● **SELECTED EXTRACT**
□ □ □ □

Trimming – Additional 20bp from C.virginica Gonad RNAseq with fastp on Mox

When I previously aligned trimmed RNAseq reads to the NCBI C.virginica genome (GCF_002022765.2) on 20210720, I specifically noted that alignment rates were consistently lower for males than females. However, I let that discrepancy distract me from a the larger issue: low alignment rates. Period! This should have thrown some red flags and it eventually did after Steven asked about overall alignment rate for an alignment of this data that I performed on 20220131 in preparation for genome-guided transcriptome assembly. The overall alignment rate (in which I actually used the trimmed reads from 20210714) was ~67.6%. Realizing this was a on the low side of what one would expect, it prompted me to look into things more and I came across a few things which led me to make the decision to redo the trimming:

  1. As mentioned, I used untrimmed reads for original set of RNAseq alignments. Although, as as Steven has pointed out in this GitHub Issue, trimming might not actually have any real impact on alignments as described in this paper: Read trimming is not required for mapping and quantification of RNA-seq reads at the gene level. Liao and Shi, 2020!

□ □ □ □

(Stored records)
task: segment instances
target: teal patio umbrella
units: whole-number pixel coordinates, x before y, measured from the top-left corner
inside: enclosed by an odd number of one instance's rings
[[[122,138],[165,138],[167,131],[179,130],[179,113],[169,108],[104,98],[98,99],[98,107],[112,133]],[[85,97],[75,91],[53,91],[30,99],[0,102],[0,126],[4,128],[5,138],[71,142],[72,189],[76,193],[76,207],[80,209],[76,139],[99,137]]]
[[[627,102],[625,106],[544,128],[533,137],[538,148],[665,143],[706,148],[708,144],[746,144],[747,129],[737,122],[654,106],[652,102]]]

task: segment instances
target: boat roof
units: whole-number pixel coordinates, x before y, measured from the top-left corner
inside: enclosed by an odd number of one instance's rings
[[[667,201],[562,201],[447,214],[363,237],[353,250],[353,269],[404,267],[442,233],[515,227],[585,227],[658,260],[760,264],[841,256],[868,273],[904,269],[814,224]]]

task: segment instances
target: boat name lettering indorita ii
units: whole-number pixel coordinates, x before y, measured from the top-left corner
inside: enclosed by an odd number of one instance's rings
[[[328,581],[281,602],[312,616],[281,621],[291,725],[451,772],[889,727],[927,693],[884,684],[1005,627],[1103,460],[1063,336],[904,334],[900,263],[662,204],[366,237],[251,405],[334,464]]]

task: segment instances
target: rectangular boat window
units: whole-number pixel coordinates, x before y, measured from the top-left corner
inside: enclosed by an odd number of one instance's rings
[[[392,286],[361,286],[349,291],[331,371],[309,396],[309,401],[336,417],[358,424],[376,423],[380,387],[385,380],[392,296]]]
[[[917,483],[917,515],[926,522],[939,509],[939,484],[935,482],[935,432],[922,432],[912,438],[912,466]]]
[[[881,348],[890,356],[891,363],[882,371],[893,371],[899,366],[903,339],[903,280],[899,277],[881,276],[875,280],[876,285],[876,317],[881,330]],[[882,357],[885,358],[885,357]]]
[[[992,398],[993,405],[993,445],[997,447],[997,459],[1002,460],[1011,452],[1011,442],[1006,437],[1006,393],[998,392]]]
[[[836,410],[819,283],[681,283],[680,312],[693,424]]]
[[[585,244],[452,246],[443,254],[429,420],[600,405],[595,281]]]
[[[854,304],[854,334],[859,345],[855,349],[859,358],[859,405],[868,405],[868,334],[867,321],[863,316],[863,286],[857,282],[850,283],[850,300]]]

□ □ □ □

● **WHAT TO WORK ON**
Return the entire post on trimming the oyster RNAseq reads, verbatim from its title to its final line.

● **WRITTEN REPLY**
Trimming – Additional 20bp from C.virginica Gonad RNAseq with fastp on Mox

When I previously aligned trimmed RNAseq reads to the NCBI C.virginica genome (GCF_002022765.2) on 20210720, I specifically noted that alignment rates were consistently lower for males than females. However, I let that discrepancy distract me from a the larger issue: low alignment rates. Period! This should have thrown some red flags and it eventually did after Steven asked about overall alignment rate for an alignment of this data that I performed on 20220131 in preparation for genome-guided transcriptome assembly. The overall alignment rate (in which I actually used the trimmed reads from 20210714) was ~67.6%. Realizing this was a on the low side of what one would expect, it prompted me to look into things more and I came across a few things which led me to make the decision to redo the trimming:

  1. As mentioned, I used untrimmed reads for original set of RNAseq alignments. Although, as as Steven has pointed out in this GitHub Issue, trimming might not actually have any real impact on alignments as described in this paper: Read trimming is not required for mapping and quantification of RNA-seq reads at the gene level. Liao and Shi, 2020!